Work order — Please find the number of lines in the material below where the string "field" occurs, and give only that number.

Records supplied —
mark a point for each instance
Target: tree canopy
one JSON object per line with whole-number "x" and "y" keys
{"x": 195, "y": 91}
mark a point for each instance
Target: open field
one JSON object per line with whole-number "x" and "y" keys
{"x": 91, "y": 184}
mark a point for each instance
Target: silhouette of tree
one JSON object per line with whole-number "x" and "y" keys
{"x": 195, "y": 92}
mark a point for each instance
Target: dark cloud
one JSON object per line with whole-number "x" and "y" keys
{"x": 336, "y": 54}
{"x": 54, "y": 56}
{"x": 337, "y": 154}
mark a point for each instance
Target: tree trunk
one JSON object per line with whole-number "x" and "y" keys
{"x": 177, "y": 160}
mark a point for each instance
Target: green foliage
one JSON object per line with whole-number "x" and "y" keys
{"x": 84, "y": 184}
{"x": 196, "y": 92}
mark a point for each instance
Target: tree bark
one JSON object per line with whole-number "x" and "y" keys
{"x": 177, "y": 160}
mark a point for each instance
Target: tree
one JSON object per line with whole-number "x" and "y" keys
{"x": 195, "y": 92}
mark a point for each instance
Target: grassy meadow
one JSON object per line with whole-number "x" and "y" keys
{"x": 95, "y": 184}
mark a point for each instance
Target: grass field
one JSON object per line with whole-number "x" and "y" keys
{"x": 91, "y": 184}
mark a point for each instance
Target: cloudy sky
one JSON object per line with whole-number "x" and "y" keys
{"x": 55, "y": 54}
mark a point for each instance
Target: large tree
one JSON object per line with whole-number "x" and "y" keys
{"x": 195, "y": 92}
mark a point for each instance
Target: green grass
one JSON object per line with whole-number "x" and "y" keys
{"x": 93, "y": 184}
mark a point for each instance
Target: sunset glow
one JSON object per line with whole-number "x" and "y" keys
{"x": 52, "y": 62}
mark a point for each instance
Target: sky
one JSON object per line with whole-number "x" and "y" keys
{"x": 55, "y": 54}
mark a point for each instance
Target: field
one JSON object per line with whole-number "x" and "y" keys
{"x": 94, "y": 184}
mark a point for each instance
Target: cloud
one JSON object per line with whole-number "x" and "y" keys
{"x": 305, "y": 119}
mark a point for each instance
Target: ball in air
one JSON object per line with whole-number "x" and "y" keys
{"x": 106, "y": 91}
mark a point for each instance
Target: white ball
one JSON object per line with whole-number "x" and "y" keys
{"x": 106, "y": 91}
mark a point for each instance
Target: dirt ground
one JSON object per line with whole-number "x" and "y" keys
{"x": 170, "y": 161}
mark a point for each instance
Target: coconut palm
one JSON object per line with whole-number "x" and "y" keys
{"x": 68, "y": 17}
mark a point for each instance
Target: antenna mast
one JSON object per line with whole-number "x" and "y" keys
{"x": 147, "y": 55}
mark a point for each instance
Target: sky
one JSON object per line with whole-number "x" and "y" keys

Completed exercise — 3